* [WHAT IS NEEDED] With the pictures omitted, write out all of the listing exactly.

*** Opening of GIVEN DATA ***

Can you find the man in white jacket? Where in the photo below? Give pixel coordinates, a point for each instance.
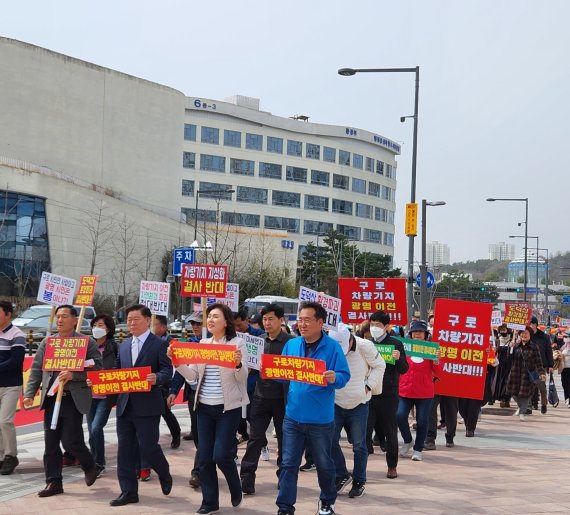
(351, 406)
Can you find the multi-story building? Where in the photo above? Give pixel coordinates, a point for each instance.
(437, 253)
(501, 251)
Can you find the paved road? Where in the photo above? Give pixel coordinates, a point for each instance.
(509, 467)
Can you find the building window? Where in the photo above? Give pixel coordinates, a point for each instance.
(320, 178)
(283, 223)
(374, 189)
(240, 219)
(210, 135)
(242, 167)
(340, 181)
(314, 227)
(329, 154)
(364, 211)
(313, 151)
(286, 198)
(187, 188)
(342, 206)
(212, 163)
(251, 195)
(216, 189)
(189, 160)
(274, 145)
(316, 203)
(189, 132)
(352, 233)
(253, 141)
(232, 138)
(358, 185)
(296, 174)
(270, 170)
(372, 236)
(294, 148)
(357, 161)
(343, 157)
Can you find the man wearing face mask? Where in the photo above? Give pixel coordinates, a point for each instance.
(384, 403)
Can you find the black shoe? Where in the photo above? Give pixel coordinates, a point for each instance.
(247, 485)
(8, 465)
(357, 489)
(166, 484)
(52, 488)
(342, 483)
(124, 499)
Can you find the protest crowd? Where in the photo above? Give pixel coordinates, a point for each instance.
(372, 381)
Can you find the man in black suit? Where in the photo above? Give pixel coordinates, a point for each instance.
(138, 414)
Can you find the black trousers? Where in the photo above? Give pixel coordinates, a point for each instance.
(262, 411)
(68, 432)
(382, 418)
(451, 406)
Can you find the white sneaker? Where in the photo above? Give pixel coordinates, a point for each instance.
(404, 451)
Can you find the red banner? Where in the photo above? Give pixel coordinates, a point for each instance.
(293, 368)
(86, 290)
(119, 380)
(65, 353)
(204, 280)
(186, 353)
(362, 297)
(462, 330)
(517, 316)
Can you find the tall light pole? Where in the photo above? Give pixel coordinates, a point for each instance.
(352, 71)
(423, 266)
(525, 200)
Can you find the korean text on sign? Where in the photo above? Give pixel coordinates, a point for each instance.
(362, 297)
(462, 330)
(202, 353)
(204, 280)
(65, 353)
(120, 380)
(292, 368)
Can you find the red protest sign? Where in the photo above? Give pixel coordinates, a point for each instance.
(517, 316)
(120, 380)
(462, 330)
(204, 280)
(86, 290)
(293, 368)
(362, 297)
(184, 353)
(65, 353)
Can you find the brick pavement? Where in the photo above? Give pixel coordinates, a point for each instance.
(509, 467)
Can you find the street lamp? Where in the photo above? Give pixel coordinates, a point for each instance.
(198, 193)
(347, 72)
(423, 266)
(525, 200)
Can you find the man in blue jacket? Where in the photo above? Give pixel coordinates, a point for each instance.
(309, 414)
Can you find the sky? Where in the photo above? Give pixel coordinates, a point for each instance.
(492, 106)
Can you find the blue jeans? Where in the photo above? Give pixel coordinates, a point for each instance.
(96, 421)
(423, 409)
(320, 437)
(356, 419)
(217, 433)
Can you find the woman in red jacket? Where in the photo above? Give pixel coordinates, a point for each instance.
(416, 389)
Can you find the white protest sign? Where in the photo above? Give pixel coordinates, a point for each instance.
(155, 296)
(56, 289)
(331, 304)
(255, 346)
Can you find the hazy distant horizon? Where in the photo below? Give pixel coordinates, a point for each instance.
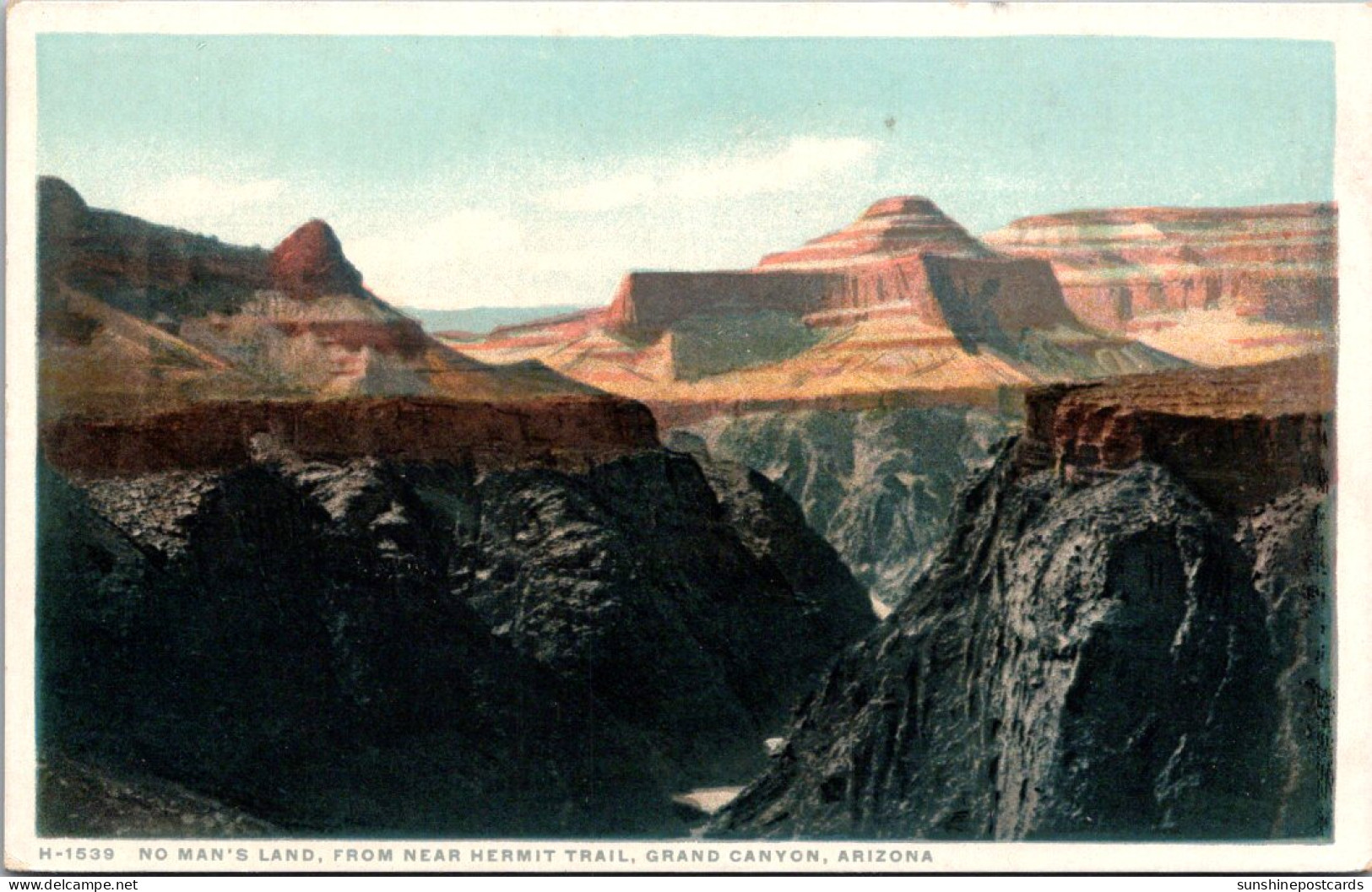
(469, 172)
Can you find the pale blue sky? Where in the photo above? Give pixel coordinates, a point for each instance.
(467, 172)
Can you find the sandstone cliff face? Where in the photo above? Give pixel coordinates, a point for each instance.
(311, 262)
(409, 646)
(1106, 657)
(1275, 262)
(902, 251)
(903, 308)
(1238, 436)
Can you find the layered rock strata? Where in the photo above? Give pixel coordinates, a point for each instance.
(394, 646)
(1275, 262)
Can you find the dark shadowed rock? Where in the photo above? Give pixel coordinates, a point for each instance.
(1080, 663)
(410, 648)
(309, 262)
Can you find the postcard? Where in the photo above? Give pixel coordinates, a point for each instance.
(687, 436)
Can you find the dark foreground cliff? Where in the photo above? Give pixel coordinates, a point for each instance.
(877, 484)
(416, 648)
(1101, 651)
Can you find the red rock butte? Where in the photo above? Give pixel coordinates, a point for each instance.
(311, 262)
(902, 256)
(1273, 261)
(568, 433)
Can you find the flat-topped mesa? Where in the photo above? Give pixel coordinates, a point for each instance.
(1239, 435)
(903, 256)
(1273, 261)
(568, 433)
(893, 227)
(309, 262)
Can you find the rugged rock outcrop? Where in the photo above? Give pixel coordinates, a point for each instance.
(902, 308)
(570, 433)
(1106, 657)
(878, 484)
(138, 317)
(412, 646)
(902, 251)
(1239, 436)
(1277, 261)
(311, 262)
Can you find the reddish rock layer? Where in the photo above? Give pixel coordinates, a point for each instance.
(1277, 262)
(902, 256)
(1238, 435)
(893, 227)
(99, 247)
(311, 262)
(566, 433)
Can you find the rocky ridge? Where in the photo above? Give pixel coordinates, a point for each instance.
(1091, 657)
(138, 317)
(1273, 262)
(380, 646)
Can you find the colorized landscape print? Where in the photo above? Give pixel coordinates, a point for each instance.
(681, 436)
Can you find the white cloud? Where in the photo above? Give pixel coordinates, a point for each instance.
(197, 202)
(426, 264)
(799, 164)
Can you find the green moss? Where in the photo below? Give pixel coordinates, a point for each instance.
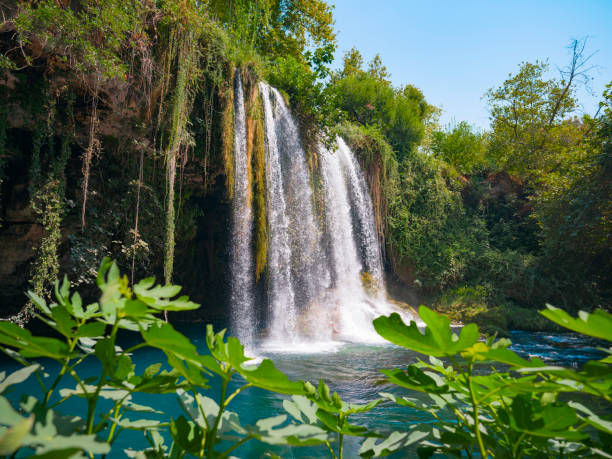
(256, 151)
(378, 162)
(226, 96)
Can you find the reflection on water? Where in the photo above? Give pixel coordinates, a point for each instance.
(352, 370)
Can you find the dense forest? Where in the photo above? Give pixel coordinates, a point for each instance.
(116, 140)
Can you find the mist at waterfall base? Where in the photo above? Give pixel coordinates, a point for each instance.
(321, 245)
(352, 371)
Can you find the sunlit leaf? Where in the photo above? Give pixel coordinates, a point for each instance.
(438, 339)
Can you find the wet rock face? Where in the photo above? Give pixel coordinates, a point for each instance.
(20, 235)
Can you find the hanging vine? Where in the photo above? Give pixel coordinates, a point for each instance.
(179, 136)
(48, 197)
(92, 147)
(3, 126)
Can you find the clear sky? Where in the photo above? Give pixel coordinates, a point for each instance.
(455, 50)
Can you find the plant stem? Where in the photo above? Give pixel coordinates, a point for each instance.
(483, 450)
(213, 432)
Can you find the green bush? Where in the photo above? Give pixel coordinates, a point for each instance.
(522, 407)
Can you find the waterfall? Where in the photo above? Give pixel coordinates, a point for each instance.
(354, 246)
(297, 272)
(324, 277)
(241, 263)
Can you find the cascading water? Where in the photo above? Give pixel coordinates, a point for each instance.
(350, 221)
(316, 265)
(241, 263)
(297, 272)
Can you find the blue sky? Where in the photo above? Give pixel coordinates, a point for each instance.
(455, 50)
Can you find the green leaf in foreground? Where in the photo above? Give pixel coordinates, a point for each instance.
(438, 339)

*** Close of GIVEN DATA ***

* [YOUR RESPONSE]
Can you find the man in white jacket? Where in the photo below? Give pixel coordinates, a point for each instance.
(351, 406)
Can you find the multi-story building? Where in the photo above? Give pixel coordinates, a point for each instance.
(437, 253)
(501, 251)
Can you find the paved road? Where in the photo above? Give pixel coordinates, a point for each instance.
(509, 467)
Can you find the building window? Where in the photo above? Give pixel coordinates, a point for each instance.
(320, 178)
(283, 223)
(374, 189)
(240, 219)
(210, 135)
(242, 167)
(340, 181)
(314, 227)
(329, 154)
(364, 211)
(313, 151)
(286, 198)
(187, 188)
(342, 206)
(212, 163)
(251, 195)
(216, 189)
(189, 160)
(274, 145)
(316, 203)
(189, 132)
(352, 233)
(253, 141)
(232, 138)
(358, 185)
(296, 174)
(270, 170)
(372, 236)
(294, 148)
(357, 161)
(343, 157)
Can you find the man wearing face mask? Where in the photo above? Give pixel coordinates, a point for each instance.
(384, 403)
Can you find the black shoe? Where in the photo above? Give pixel coordinates, a point for each instance.
(247, 485)
(8, 465)
(357, 489)
(166, 484)
(52, 488)
(342, 483)
(124, 499)
Can you find the protest crowd? Where in the photo above? Give pixel coordinates, a point for each instance.
(372, 381)
Can you find the man in black suit? Where in the photo above? Give pixel coordinates, a point for each instance.
(138, 414)
Can you find the black trousers? Where in the photo above? Give pixel coordinates, a point for each instance.
(262, 411)
(68, 432)
(382, 418)
(451, 406)
Can you find the white sneaker? Where in the photo above? Give pixel coordinates, a point for each instance.
(404, 451)
Can you find the red banner? Where in the photo above? Give pixel coordinates, a point for each instance.
(293, 368)
(86, 290)
(119, 380)
(65, 353)
(204, 280)
(186, 353)
(362, 297)
(462, 330)
(517, 316)
Can you find the tall light pole? Where in the photo above? Give pixel coordinates, a point for each instance.
(352, 71)
(423, 266)
(525, 200)
Can you find the korean text on sign? Where in the photo above? Give pixel coordinates, a point for each instance.
(362, 297)
(462, 330)
(202, 353)
(204, 280)
(65, 353)
(120, 380)
(292, 368)
Can you find the red protest sign? Where in the photo above? Give pixel coordinates, a point for each instance.
(517, 316)
(120, 380)
(462, 330)
(204, 280)
(86, 290)
(293, 368)
(362, 297)
(184, 353)
(65, 353)
Can you find the brick pavement? Where in the photo above? Give pixel coordinates, a point for each instance.
(509, 467)
Can you find the street lamp? Where in the photo above? Give pixel coordinates, a point for each instance.
(198, 193)
(347, 72)
(423, 266)
(525, 200)
Can you find the man in blue jacket? Where in the photo above? Give pixel coordinates, a point for each instance.
(309, 414)
Can you find the sky? Where in the photo above? Give pixel coordinates, a point for each instance.
(492, 106)
Can you find the blue jeans? Where in the photo above? Give pixel coordinates, a point for each instance.
(96, 421)
(423, 409)
(320, 437)
(356, 419)
(217, 433)
Can you find the woman in red jacket? Where in the photo above? Give pixel coordinates, a point for each instance.
(416, 389)
Can you find the white protest sign? Where in the photo above? Give pixel coordinates, a point for each instance.
(155, 296)
(56, 289)
(331, 304)
(255, 346)
Can you find the hazy distant horizon? Where in the photo below? Give pixel coordinates, a point for each instance.
(469, 172)
Can you find the pale blue sky? Where in the photo above? Give pixel coordinates, a point for each instance.
(467, 172)
Can you find the sandstone cliff face? Where in the photo above? Give pixel coordinates, a point for each instance.
(311, 262)
(409, 646)
(1106, 657)
(1275, 262)
(902, 251)
(903, 308)
(1238, 436)
Can you find the layered rock strata? Where in the photo above? Give pixel coordinates, a point for each instance.
(394, 646)
(1275, 262)
Can you find the dark shadowed rock? Where in the photo above? Give pixel coordinates, a point for each instance.
(1080, 663)
(410, 648)
(309, 262)
Can you find the postcard? Where in the photo above? Give pixel coordinates, a point for each instance.
(687, 436)
Can you find the dark foreground cliff? Where in the photo above? Give pixel coordinates, a point for each instance.
(877, 484)
(416, 648)
(1101, 651)
Can you find the red rock butte? Where in the photo above? Give pixel coordinates, a point for each instance.
(311, 262)
(902, 256)
(1273, 261)
(568, 433)
Can you find the flat-topped mesa? Where in the photo above? Give pixel coordinates, a point for each instance.
(1239, 435)
(903, 256)
(1273, 261)
(568, 433)
(893, 227)
(309, 262)
Can you find the rugged rock outcrop? Where in the photo above? Give pixel coordinates, a point for each instance.
(902, 308)
(570, 433)
(1106, 657)
(878, 484)
(138, 317)
(412, 646)
(902, 251)
(1239, 436)
(1277, 261)
(311, 262)
Can you find the reddish rock layer? Where in the photo above? Give pixel coordinates, a point for each instance.
(1277, 262)
(902, 256)
(1238, 435)
(893, 227)
(99, 247)
(311, 262)
(566, 433)
Can you find the rocky ridge? Where in the photo above? Give pixel coordinates, a point for each instance.
(1091, 657)
(138, 317)
(1273, 262)
(380, 646)
Can you find the colorized landscape print? Where in the photo above? Give pixel coordinates, a point for each instance.
(681, 436)
Can you find the white cloud? Where in the photo above? Give pixel coordinates, a point for each instance.
(197, 202)
(426, 264)
(799, 164)
Can you find the green moss? Where in the photo below? Give pixel coordinates, a point for each instance.
(256, 151)
(378, 162)
(226, 96)
Can you find the reflection on water? Where in the photo above? Give pixel coordinates, a point for each instance.
(352, 370)
Can you find the dense forest? Where in the photo above? Give pixel coordinates, a point for each instance.
(116, 140)
Can you find the mist at waterfall base? Where in the photo above? Give pixel coordinates, a point for each instance.
(321, 245)
(352, 371)
Can you find the sunlit leaf? Where in the photo above? Give pixel coordinates, a point for each instance.
(438, 339)
Can you find the wet rock face? Where in the photo above? Give pixel coordinates, a point for each instance.
(20, 235)
Can you find the hanging vine? Where in the photo above? Give pixel coordinates, a point for each instance.
(179, 136)
(48, 197)
(92, 147)
(3, 126)
Can you find the clear sky? Where in the photo above? Give pixel coordinates, a point for each instance.
(455, 50)
Can you find the plant stem? Where in the photo above? Give pixel coordinates, a point for each instance.
(483, 450)
(213, 432)
Can you find the green bush? Where in the photo above? Give pixel coordinates, a point for each instance.
(522, 407)
Can you find the waterfall? Where in the photo above? Give pixel coordinates, a point for each instance.
(354, 246)
(297, 272)
(324, 277)
(241, 263)
Can you find the cascading water? Where in the photo above? Give pixel coordinates, a point for each instance.
(350, 221)
(316, 265)
(241, 263)
(297, 272)
Can you find the blue sky? Where in the photo above? Give pixel coordinates, a point for each instance.
(455, 50)
Can you find the green leaf in foreground? Where in the photo above? Give pixel coordinates, a point for each instance.
(438, 339)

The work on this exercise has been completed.